Compilers convert an infix expression into postfix before evaluation. Compilers use precedence to convert infix expressions such that all operations are closed, that is, are all parenthesised. Then it becomes clear the sequence of operations to evaluate. Precedence is not about the order of executing operations but specifically about parenthesising parts of an expression so that the order of evaluations is clear for the compiler to evaluate. The order in which operations are performed depends on the order of the elements in the postfix expression, not precedence (examples shown later).
a + b * c
Precedence leads to, in steps:
- a + b * c
- a + (b * c)
- (a + (b * c))
This is not how a compiler assigns parentheses as such. One then converts the infix expression into a prefix expression, reading left-to-right, as:
- (a + [*bc])
+a *bc
Reading from left to right, it reads add a to the product of b and c. The operators appear first.
To convert to a postfix expression, similarly:
- (a + [bc*])
a bc* +
One writes a growing postfix expression by adding operands to the left and operators to the right. The rightmost operator is the most recent ‘addition’ to the list of operators. Postfix expressions tend to be used more frequently than prefix expressions.
Here is another example: a + b + c*d
The prefix would have to consider precedence as left-to-right (step 2):
- a + b + [*cd]
- [+ab] + [*cd]
+ [+ab][*cd]+ + ab * cd(without parentheses)
The postfix would be:
- a + b + [cd*]
- [ab+] + [cd*]
a b + c d * +
Finally, one last example: (a + b) * (c - d)
The prefix would be:
- [+ab] * (c - d)
- [+ab] * [-cd]
* [+ab][-cd]* + a b - c d
The postfix would be:
- [ab+] * (c - d)
- [ab+] * [cd-]
a b + c d - *
Infix to postfix conversion, and associativity
Compilers parenthesise expressions based in associativity, which indicates the direction of reading a sub-expression, with the first appearing first. It is required when two operators have the same precedence.

_WHAT YOU WILL DO:_
Could you copy out, word for word, everything in the passage on converting infix expressions from "This is not" down to "ab * cd(without parentheses)"?

_DATA BLOCK:_
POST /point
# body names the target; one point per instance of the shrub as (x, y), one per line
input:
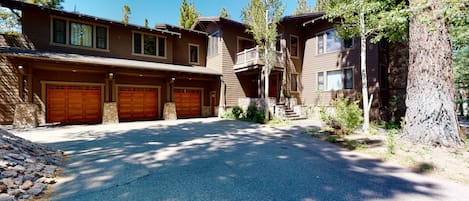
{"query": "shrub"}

_EXPECTED ANSWER:_
This is not how a compiler assigns parentheses as such. One then converts the infix expression into a prefix expression, reading left-to-right, as:
- (a + [*bc])
+a *bc
Reading from left to right, it reads add a to the product of b and c. The operators appear first.
To convert to a postfix expression, similarly:
- (a + [bc*])
a bc* +
One writes a growing postfix expression by adding operands to the left and operators to the right. The rightmost operator is the most recent ‘addition’ to the list of operators. Postfix expressions tend to be used more frequently than prefix expressions.
Here is another example: a + b + c*d
The prefix would have to consider precedence as left-to-right (step 2):
- a + b + [*cd]
- [+ab] + [*cd]
+ [+ab][*cd]+ + ab * cd(without parentheses)